** Start of The input **

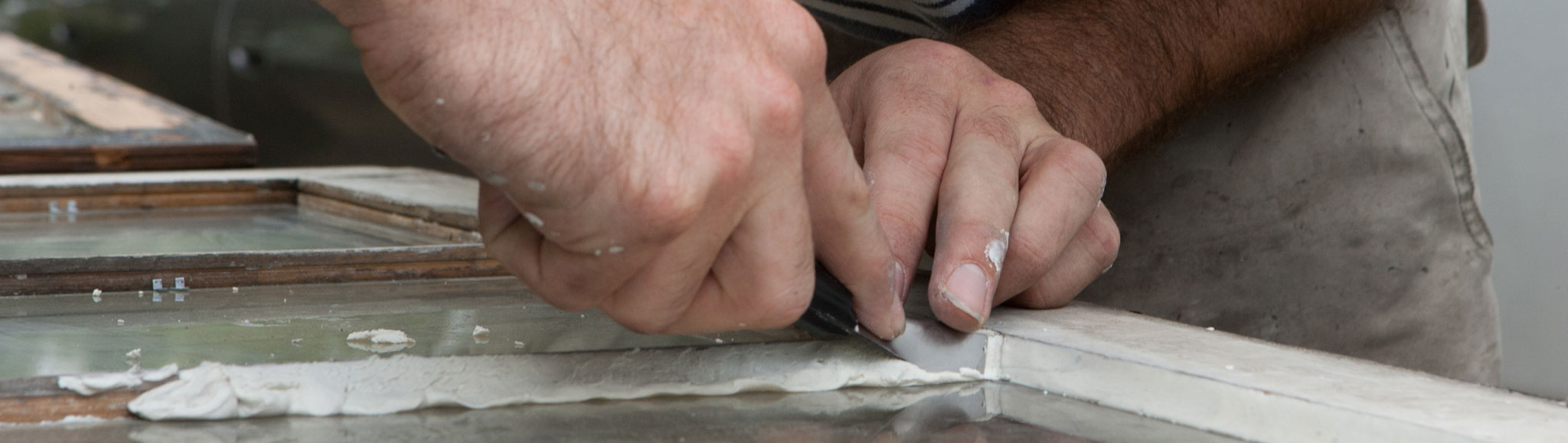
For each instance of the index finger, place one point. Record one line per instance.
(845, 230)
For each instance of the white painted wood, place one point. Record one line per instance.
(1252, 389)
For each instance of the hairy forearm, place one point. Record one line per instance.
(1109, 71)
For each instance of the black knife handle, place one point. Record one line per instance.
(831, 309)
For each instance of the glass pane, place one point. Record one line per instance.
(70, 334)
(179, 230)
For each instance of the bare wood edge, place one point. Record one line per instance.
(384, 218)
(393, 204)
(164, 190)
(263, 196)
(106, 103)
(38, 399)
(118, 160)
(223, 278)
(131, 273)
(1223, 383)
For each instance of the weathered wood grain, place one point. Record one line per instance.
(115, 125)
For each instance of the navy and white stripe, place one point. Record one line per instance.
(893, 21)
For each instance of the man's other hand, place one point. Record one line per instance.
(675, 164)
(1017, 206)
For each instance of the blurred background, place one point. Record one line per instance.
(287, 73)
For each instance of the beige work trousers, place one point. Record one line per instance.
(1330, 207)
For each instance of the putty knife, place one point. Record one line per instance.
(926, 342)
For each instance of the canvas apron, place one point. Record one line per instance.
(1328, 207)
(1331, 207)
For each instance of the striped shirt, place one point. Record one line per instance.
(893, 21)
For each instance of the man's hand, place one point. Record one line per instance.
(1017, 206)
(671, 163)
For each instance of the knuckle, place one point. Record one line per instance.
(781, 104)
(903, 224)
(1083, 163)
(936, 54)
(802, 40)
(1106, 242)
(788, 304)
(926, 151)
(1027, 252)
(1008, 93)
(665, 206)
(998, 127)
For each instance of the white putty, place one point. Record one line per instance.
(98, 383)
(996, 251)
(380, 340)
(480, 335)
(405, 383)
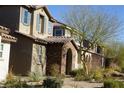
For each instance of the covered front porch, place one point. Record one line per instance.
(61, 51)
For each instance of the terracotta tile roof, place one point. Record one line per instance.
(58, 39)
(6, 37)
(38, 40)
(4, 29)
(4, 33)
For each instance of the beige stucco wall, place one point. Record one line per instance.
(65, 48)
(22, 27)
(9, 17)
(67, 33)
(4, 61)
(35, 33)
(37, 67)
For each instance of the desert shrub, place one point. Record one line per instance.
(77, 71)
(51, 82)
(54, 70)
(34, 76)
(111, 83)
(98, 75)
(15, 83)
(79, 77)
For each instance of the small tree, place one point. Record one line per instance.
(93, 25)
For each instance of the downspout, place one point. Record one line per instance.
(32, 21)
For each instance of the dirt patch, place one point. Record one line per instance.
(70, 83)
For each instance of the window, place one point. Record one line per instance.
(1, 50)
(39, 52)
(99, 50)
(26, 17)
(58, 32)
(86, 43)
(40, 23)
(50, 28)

** End of The input **

Starting with the line that contains "For each instance of the desert", write out each line through the end of the listing, exactly as it appears, and include nothing else.

For each instance of the desert shrub, place one point. Record one line per instance.
(77, 71)
(51, 82)
(54, 70)
(34, 76)
(111, 83)
(98, 75)
(15, 83)
(79, 77)
For each instance of the small tree, place one point. Record one line per instance.
(93, 25)
For each instance of the downspout, place one point. Record one line per instance.
(32, 21)
For each instance of the dirt patch, place one point. Record one line per instance.
(70, 83)
For each instance of the window, place one point. Record one line per instance.
(1, 50)
(39, 52)
(99, 50)
(26, 17)
(58, 32)
(86, 43)
(40, 23)
(50, 28)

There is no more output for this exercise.